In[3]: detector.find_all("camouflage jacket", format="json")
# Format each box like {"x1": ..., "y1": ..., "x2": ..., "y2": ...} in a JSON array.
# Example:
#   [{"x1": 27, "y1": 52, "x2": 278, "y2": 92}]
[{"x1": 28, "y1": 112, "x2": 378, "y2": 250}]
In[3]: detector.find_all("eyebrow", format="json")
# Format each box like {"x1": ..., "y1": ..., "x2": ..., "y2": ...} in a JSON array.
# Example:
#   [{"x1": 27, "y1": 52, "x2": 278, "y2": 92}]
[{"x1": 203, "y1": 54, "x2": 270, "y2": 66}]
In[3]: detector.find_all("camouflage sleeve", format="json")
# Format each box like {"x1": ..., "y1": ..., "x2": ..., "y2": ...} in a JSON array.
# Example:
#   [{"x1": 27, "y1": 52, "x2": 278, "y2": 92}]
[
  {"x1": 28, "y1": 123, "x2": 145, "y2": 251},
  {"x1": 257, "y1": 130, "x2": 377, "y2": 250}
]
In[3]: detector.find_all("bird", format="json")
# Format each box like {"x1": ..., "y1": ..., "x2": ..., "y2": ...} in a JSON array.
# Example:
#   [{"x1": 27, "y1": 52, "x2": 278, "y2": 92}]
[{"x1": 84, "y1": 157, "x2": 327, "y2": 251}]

--------------------------------

Scale all the lines above and write them out again, requests included, multiplying every box coordinate in the answers by 2.55 and rounding to whole numbers, with halves rounded up. Leave the numbers in the requests and their format samples unchanged.

- _EXERCISE RESULT_
In[3]: detector.find_all("camouflage jacket", format="json")
# Format each box like {"x1": ..., "y1": ..., "x2": ..., "y2": ...} in a JSON array.
# Example:
#   [{"x1": 27, "y1": 52, "x2": 278, "y2": 92}]
[{"x1": 71, "y1": 286, "x2": 964, "y2": 638}]
In[3]: detector.find_all("eyebrow", format="json")
# Format each box like {"x1": ..., "y1": ..., "x2": ..., "y2": ...} in a JSON array.
# Example:
#   [{"x1": 27, "y1": 52, "x2": 278, "y2": 92}]
[{"x1": 518, "y1": 138, "x2": 689, "y2": 168}]
In[3]: detector.find_all("camouflage sleeve", format="json")
# Format each box like {"x1": ..., "y1": ..., "x2": ..., "y2": ...} in a JSON array.
# Example:
#   [{"x1": 27, "y1": 52, "x2": 278, "y2": 92}]
[
  {"x1": 71, "y1": 314, "x2": 370, "y2": 640},
  {"x1": 655, "y1": 332, "x2": 961, "y2": 638}
]
In[3]: detector.find_all("bird", format="json")
# Format each box like {"x1": ..., "y1": ..., "x2": ..., "y2": ...} in a JSON array.
# Example:
#   [{"x1": 27, "y1": 52, "x2": 278, "y2": 92}]
[{"x1": 214, "y1": 400, "x2": 834, "y2": 640}]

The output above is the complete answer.